» **What the exercise asks**
Starting at the line that contains "box: [223, 358, 282, 403]", print every remaining line of the entries, unchanged, and output nothing more.

» **Records contained in a dataset**
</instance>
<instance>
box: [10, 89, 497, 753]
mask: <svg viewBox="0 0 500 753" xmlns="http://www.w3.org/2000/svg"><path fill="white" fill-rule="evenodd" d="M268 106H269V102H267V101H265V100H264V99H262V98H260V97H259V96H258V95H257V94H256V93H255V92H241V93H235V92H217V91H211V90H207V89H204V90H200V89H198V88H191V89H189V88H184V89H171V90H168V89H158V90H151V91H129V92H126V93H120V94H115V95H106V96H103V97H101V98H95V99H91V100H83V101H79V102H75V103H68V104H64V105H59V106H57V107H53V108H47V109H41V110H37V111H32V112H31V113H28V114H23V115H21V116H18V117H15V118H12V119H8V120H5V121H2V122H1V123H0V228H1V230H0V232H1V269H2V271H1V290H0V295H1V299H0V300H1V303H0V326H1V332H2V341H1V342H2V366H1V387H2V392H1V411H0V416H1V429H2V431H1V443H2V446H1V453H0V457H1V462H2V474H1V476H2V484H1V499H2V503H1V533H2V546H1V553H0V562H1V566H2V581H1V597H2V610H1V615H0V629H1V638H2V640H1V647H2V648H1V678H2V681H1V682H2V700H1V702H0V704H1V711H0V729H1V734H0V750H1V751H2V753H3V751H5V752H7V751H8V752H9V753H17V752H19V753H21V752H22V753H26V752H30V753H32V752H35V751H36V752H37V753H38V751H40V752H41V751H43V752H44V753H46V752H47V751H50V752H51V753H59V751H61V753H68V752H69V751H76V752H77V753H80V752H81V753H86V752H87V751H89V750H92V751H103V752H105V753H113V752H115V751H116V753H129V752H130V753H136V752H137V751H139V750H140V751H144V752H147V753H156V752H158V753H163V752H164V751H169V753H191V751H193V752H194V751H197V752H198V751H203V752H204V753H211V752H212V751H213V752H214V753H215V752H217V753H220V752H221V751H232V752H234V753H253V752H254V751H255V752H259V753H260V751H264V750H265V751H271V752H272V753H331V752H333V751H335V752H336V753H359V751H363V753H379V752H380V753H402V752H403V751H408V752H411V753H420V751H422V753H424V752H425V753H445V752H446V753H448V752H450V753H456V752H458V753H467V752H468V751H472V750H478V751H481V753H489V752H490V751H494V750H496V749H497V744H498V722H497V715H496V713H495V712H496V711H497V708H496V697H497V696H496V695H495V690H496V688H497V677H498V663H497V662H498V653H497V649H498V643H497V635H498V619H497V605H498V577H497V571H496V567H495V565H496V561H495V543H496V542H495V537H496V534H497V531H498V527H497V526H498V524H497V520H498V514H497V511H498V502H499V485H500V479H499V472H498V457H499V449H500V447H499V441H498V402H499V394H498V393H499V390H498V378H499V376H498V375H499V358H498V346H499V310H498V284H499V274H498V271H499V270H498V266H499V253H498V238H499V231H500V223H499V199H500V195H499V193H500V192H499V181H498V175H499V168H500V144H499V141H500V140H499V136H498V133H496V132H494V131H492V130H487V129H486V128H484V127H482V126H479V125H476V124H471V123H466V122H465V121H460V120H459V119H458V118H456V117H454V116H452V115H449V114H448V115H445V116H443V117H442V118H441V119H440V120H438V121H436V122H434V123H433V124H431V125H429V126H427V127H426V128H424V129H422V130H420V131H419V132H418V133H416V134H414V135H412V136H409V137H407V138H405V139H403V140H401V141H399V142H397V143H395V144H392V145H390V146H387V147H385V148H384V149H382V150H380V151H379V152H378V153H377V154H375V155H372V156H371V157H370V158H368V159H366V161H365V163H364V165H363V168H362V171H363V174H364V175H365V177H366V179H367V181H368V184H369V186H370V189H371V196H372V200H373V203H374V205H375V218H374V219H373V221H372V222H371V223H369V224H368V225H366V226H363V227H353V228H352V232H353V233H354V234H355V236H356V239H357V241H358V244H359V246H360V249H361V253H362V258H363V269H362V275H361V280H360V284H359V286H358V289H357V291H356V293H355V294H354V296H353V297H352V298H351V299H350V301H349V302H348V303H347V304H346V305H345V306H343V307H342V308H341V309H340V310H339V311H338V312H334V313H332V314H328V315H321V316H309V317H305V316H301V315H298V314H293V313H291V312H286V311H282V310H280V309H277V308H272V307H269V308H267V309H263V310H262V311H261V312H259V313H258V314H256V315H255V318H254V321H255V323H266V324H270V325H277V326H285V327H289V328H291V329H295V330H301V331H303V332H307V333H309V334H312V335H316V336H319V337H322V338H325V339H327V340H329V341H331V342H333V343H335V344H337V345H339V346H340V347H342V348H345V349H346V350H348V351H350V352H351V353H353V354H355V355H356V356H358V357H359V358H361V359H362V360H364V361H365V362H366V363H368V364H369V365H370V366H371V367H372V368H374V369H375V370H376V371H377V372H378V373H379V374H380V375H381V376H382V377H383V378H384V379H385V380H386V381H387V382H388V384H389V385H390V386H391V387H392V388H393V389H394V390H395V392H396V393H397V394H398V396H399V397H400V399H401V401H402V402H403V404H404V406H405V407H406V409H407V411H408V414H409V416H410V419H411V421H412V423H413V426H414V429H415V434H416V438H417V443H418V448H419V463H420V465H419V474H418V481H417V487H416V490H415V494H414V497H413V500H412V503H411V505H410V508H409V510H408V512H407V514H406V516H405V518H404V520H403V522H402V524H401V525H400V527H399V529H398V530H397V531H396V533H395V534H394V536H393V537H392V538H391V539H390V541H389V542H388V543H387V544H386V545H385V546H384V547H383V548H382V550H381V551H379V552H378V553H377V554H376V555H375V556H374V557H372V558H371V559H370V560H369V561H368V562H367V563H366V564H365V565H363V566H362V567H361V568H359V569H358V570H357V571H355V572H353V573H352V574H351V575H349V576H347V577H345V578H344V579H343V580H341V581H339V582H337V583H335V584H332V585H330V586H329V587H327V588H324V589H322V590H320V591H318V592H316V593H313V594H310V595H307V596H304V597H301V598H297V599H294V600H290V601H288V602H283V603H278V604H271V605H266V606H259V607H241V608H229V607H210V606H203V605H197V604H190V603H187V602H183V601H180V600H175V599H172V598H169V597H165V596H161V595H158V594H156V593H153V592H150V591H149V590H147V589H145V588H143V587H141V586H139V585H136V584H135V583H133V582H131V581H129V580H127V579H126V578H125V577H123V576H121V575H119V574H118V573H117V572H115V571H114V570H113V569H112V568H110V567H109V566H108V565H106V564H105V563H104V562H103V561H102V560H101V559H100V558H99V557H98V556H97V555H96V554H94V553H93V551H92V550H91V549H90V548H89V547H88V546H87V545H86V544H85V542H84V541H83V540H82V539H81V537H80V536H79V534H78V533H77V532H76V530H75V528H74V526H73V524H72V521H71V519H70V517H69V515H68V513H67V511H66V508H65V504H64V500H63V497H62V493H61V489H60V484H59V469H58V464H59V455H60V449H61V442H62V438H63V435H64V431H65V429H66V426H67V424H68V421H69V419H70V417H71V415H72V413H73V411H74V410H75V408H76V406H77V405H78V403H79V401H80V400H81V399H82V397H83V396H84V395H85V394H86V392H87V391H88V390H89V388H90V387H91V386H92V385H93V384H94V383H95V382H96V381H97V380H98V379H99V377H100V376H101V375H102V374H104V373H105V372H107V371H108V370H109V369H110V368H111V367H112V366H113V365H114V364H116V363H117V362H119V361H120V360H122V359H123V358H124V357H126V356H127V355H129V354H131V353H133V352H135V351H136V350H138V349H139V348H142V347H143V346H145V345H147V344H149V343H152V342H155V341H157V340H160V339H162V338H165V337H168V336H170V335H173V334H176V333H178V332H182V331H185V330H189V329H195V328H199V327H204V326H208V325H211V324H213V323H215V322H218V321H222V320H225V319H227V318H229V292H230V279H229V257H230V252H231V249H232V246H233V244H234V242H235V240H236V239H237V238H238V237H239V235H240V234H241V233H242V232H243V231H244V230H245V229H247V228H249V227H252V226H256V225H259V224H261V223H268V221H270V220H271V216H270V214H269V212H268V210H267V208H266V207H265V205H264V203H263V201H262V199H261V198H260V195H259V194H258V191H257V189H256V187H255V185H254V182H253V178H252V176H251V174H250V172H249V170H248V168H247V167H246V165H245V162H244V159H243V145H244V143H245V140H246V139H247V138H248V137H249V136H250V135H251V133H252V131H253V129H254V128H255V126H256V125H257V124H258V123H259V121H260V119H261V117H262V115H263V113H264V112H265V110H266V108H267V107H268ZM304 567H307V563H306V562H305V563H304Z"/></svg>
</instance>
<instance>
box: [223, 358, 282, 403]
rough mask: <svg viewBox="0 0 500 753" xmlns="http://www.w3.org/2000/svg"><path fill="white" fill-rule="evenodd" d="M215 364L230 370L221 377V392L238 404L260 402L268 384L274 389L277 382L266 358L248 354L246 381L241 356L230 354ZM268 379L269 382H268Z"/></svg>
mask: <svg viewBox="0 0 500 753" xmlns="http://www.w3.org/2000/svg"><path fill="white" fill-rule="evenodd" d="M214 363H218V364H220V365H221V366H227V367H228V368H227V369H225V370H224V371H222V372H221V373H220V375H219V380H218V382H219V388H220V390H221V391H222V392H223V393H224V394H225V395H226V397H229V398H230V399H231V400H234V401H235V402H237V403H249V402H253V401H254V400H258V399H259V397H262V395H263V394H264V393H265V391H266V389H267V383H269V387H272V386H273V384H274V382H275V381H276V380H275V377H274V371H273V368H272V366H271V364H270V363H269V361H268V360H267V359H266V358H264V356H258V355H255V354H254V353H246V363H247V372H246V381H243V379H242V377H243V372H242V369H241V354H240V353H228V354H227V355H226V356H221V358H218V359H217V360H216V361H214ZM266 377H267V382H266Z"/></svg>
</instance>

» **Result below**
box: [223, 358, 282, 403]
rough mask: <svg viewBox="0 0 500 753" xmlns="http://www.w3.org/2000/svg"><path fill="white" fill-rule="evenodd" d="M215 364L230 370L221 377V392L238 404L260 402L268 384L274 389L277 382L266 358L248 354L246 381L241 356L230 354ZM268 379L269 382H268Z"/></svg>
mask: <svg viewBox="0 0 500 753" xmlns="http://www.w3.org/2000/svg"><path fill="white" fill-rule="evenodd" d="M214 363H218V364H220V365H221V366H227V367H228V368H227V369H225V370H224V371H222V372H221V373H220V375H219V380H218V382H219V388H220V390H221V391H222V392H223V393H224V394H225V395H226V397H229V398H230V399H231V400H234V401H235V402H237V403H249V402H253V401H254V400H258V399H259V397H262V395H263V394H264V393H265V391H266V389H267V383H269V387H272V386H273V384H274V382H275V381H276V380H275V377H274V371H273V368H272V366H271V364H270V363H269V361H268V360H267V359H266V358H264V356H258V355H255V354H254V353H246V363H247V372H246V381H243V379H242V377H243V372H242V369H241V354H240V353H228V354H227V355H226V356H221V358H218V359H217V360H216V361H214ZM266 377H267V382H266Z"/></svg>
</instance>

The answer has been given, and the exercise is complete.